## Start Extracted entries

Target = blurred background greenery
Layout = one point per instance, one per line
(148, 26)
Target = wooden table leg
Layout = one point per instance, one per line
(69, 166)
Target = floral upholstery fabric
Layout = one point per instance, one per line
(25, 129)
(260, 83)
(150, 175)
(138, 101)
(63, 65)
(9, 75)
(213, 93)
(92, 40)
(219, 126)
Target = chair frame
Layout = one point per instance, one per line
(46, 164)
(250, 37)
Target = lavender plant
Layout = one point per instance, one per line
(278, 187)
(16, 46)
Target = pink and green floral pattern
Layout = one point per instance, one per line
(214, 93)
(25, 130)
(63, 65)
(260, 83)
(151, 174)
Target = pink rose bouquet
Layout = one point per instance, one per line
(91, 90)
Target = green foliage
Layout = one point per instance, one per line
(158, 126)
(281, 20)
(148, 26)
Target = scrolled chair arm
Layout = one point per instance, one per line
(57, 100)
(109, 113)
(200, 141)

## End Extracted entries

> Exercise details: Convert these lines into a two-column CSV named with the headers "request" and "points", writing one row per request. Put each request's text and its answer in a single quoted field apiece, with line breaks replaced by spaces.

> Final result:
request,points
"Target = blurred background greenery Layout = one point per instance, one per line","(148, 26)"
"Target = wooden table leg Layout = one point per instance, one per line","(69, 166)"
"Target = floral upholstery fabric Layout = one point per instance, one per line","(25, 129) (260, 83) (150, 175) (138, 101) (63, 65) (9, 75) (213, 93) (92, 40) (219, 126)"
"Target = chair frame Layout = one point per instance, one per line","(46, 164) (250, 37)"
"Target = lavender plant Layout = one point per instance, one per line","(278, 187) (16, 46)"
"Target = pink and green floral pattern Layout = one point per instance, one per line","(214, 93) (25, 130) (63, 65) (260, 83) (151, 174)"
"Target = pink rose bouquet Layout = one point per instance, one per line","(91, 90)"
"Target = green foliage Layout = one point per instance, one per line","(158, 126) (281, 20) (148, 26)"
"Target = scrolled chair arm Layout = one point per instance, one per line","(57, 100) (109, 113) (200, 141)"